§ **Travail demandé**: Prolongez le récit de voyage vers Taizhou, donné ci-dessous, en reprenant après sa dernière phrase.

CHINAHOY

5-April-2016

Taizhou, ville d’eau et de médicaments

 

La rivière Fengcheng à Taizhou.

 

Mission découverte à Taizhou, dans le Jiangsu, la ville où la tradition médicale ancienne rencontre la science pharmaceutique mondiale qui s'établit là pour la recherche et la production. Récit.

CHRISTOPHE TRONTIN, membre de la rédaction

Lorsqu'on m'a dit que je devais me rendre à Taizhou, le plan initial était de prendre l'avion jusqu'à Shanghai... Mais j'ai été ravi d'apprendre qu'en fait le train avait été privilégié pour notre délégation. Pas de trajet épuisant jusqu'à l'aéroport, pas d'attente interminable à l'embarquement, pas de fouille détaillée : on passe les valises au scanner, une dernière vérification des billets, et c'est parti.

Le TGV, c'est la géographie mise en pratique... À peine une heure après notre départ de Beijing et sa campagne semi-aride, apparaissent des canaux, on voit des petites pousses de blé d'hiver dans les champs, encore un peu et on voit défiler des arbres déjà en feuilles... Passé Jinan, le paysage s'anime un peu, des monts et des rivières longent la voie.

Le TGV chinois est plus large que le français. On est loin ici des petits sièges étriqués de notre deuxième classe ! Ici, ce sont deux fauteuils larges et profonds de chaque côté de l'allée centrale, on peut allonger les pieds, incliner (un peu) le dossier... Je suis allé voir par curiosité le compartiment business-classe : un décor carrément futuriste, des sièges de forme ovoïde, éloignés les uns des autres, des banquettes qui peuvent s'allonger à l'horizontale, la lampe de lecture et les magazines de luxe... Je me demande si le compartiment est connecté au wifi ? Renseignement pris, c'est le cas mais en 1ère classe uniquement, comme en France.

Le service à bord n'a rien à voir avec celui qu'on connaît chez nous, qui se limite au contrôle des billets et à des invitations périodiques à la voiture-bar où « vous pourrez déguster, à des prix astronomiques, nos excellentes nourritures lyophilisées. »

§ **Informations**:
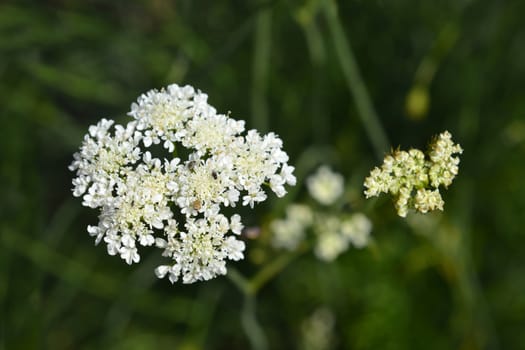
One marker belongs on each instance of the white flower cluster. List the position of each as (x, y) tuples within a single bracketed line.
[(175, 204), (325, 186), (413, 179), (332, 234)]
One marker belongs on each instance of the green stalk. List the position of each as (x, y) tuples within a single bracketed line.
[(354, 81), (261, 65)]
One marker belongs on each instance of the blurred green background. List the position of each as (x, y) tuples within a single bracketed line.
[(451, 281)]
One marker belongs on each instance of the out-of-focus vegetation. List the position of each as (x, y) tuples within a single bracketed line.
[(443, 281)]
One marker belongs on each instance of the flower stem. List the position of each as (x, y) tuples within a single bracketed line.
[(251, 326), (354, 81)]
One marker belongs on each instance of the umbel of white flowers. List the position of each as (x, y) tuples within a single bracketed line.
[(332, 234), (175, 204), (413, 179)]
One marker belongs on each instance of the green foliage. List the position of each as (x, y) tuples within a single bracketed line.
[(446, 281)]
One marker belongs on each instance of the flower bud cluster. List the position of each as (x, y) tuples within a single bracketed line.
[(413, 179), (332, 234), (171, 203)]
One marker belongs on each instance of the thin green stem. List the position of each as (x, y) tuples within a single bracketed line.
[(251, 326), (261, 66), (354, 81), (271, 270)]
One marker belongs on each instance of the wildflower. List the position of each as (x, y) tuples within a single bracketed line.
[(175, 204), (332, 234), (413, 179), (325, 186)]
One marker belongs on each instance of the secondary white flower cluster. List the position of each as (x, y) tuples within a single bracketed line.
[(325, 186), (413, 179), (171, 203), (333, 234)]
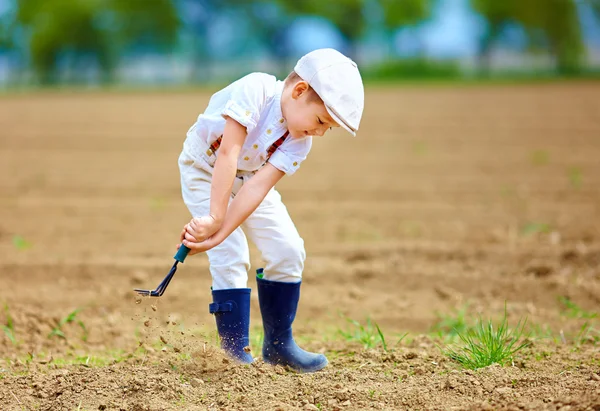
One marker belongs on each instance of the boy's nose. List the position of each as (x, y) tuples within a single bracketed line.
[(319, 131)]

...

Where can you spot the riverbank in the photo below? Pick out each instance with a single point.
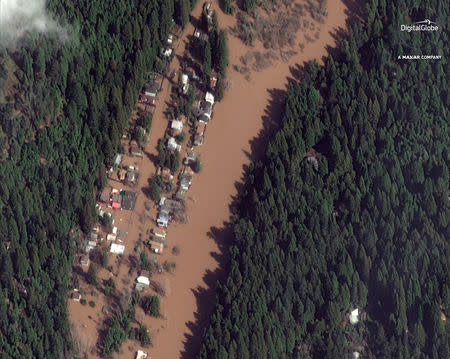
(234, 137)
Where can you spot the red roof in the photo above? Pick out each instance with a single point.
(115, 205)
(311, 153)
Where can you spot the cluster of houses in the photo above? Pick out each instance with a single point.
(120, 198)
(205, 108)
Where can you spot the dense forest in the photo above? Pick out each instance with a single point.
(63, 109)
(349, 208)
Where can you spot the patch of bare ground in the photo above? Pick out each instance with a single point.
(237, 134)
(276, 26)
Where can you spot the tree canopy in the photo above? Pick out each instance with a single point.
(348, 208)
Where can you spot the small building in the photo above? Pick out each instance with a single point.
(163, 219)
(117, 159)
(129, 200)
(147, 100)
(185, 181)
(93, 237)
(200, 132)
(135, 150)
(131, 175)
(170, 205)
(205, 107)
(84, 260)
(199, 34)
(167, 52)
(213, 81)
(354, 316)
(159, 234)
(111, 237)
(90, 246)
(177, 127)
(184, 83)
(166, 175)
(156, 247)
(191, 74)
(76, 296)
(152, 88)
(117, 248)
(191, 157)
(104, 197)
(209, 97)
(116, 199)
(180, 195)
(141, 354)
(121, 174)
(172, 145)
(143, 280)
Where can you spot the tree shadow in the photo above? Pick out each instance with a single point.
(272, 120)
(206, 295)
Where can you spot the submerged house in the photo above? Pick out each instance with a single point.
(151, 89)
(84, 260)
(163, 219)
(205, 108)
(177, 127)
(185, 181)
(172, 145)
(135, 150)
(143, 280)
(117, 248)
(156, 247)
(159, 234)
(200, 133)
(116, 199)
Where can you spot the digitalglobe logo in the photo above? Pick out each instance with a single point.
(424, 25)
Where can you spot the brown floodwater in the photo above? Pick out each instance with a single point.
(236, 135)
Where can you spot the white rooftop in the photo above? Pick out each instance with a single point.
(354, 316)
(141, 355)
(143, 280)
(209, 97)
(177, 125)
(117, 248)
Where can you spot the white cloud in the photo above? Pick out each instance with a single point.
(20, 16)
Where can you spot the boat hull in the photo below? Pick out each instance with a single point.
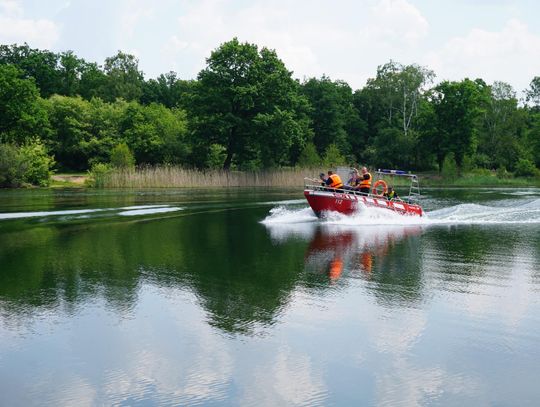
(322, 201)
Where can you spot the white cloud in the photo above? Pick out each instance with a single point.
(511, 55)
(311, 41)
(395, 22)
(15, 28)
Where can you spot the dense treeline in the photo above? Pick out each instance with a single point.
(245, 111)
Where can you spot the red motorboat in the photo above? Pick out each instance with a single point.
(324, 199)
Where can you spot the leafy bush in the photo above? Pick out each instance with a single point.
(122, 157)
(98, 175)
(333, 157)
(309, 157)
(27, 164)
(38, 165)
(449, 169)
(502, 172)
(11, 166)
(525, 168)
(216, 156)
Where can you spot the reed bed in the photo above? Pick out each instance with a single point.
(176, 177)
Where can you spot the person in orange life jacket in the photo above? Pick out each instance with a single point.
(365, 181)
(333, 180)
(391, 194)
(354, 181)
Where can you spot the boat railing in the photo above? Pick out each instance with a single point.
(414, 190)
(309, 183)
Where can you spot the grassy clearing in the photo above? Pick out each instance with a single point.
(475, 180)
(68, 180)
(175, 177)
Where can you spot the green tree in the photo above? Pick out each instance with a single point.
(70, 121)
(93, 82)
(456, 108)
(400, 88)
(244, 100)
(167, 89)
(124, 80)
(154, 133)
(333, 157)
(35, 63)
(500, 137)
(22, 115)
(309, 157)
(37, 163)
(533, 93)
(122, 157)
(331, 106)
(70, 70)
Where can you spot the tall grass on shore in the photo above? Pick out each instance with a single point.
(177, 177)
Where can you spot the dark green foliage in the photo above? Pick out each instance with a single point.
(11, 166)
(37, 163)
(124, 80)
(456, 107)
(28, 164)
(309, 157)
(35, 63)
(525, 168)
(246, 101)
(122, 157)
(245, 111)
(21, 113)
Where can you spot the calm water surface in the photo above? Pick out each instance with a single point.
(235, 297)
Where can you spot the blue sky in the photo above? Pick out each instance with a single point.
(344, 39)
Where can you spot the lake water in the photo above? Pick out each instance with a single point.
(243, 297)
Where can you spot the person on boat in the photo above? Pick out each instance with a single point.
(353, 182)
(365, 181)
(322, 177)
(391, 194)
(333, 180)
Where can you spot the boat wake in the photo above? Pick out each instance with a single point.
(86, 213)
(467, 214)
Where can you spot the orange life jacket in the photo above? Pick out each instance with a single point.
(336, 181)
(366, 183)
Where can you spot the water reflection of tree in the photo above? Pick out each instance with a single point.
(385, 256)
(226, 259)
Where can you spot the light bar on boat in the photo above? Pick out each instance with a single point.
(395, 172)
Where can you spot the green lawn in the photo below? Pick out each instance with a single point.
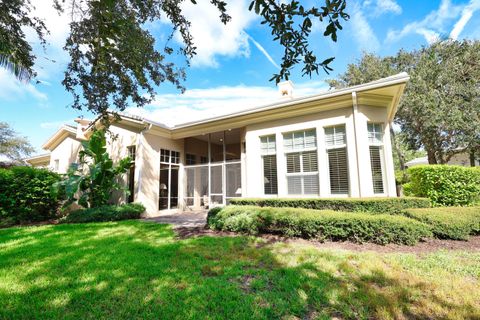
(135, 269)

--

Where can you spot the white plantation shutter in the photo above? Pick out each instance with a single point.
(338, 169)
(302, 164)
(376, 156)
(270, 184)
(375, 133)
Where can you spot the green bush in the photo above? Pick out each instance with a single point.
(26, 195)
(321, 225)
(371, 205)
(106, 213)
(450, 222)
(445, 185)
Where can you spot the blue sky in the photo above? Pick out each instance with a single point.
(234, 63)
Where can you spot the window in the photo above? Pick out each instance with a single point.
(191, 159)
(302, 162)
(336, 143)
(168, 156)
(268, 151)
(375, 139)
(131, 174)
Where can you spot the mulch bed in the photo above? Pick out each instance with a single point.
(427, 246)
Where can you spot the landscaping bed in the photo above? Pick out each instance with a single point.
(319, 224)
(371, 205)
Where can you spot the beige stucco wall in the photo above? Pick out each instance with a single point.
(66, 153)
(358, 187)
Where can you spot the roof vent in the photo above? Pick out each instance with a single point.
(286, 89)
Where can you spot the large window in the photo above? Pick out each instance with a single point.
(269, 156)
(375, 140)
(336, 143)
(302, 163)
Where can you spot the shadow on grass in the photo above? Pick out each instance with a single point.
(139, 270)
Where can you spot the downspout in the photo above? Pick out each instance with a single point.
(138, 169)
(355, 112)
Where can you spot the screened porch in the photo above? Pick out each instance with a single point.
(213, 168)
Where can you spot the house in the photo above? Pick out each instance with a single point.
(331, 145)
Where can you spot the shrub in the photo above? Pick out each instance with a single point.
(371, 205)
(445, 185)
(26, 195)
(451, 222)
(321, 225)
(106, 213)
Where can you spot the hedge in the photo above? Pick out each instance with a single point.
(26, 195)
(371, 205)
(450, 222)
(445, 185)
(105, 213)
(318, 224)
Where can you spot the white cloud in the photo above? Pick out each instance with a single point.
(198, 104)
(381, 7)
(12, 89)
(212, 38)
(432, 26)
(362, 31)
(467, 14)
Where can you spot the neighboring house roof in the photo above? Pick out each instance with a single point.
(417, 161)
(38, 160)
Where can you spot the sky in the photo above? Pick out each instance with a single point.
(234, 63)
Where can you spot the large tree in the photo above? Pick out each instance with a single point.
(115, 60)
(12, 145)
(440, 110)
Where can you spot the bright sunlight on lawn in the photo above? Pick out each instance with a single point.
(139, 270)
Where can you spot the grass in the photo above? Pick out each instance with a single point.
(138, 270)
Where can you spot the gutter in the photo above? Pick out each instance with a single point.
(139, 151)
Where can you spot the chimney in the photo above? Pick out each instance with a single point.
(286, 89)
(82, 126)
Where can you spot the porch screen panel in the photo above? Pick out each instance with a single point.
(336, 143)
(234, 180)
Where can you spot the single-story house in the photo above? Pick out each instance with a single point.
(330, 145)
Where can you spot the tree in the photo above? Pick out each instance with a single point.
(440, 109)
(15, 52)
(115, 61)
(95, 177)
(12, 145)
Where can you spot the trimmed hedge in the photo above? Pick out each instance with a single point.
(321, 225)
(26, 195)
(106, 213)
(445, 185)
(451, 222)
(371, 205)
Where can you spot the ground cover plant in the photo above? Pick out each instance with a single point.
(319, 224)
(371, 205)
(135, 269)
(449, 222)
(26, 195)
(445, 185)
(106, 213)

§ **Votre réponse**:
Ici, des consignes détaillées s'égrènent après chaque arrêt, avec une voix féminine et une autre masculine qui se succèdent, s'enchaînent et se répondent : mises en garde de santé et de sécurité ; indications relatives à l'usage des toilettes ; rappel de l'interdiction de fumer, y compris dans les toilettes ; nom du prochain arrêt et rappel de la présence d'un écart entre le marchepied et la plateforme ; suivent des consignes de courtoisie relatives à l'usage des portables, quelques points-clé du règlement des chemins de fer. Avec à chaque fois de solennels remerciements pour notre coopération... Sans compter les mielleuses félicitations et remerciements, aux passagers que le personnel de bord est si fier et ravi d'accueillir et qu'il fait vœu de servir dans toute la mesure du possible... Rebelote en anglais, évidemment.

Des hôtesses en costume mauve de la SNCC passent toutes les cinq minutes en un ballet parfaitement réglé : une première s'assure qu'aucune sangle ou courroie ne pend du compartiment bagages et réajuste ce qui dépasse ; deux avec un chariot pour distribuer des bouteilles d'eau ; les deux suivantes viennent s'assurer, avec leur plus beau sourire, que chacun est bien à la place correspondant à son billet ; elles sont suivies d'une vendeuse de friandises qui propose aussi des boissons chaudes. Toutes les 10 minutes, balai et balayette à la main, une préposée chargée de la propreté de la voie centrale ramasse les miettes, papiers ou étiquettes épars. Un peu plus tard, ce sont les repas en barquettes sous vide qui sont distribués, comme dans l'avion. Puis les hôtesses reviennent avec de gros sacs poubelle pour récupérer les déchets. Sans compter les petites patrouilles régulières sans but précis, histoire de s'assurer que tous les passagers sont là, sains et saufs et de bonne humeur.

 

Un wagon du TGV chinois.
 

Le thème du voyage était « la médecine chinoise entre histoire et modernité » et effectivement, en compulsant la brochure qui détaillait les réjouissances on pouvait constater qu'une visite de l'hôpital MTC était au programme le matin, suivi d'une autre visite vers la zone d'activités et de recherches pharmaceutiques de Taizhou pour l'après-midi, avant de conclure par une ballade nocturne dans le centre-ville historique.

Passons sur la logistique, l'hôtel et autres salamalecs : notre bus fonce et nous emporte vers l'hôpital MTC. Quand je dis fonce, c'est parce qu'à chaque carrefour, un policier posté fait passer le feu au vert exprès pour nous, et le conducteur ne fait donc pas un seul arrêt entre l'hôtel où sont restées nos affaires et le point d'arrivée.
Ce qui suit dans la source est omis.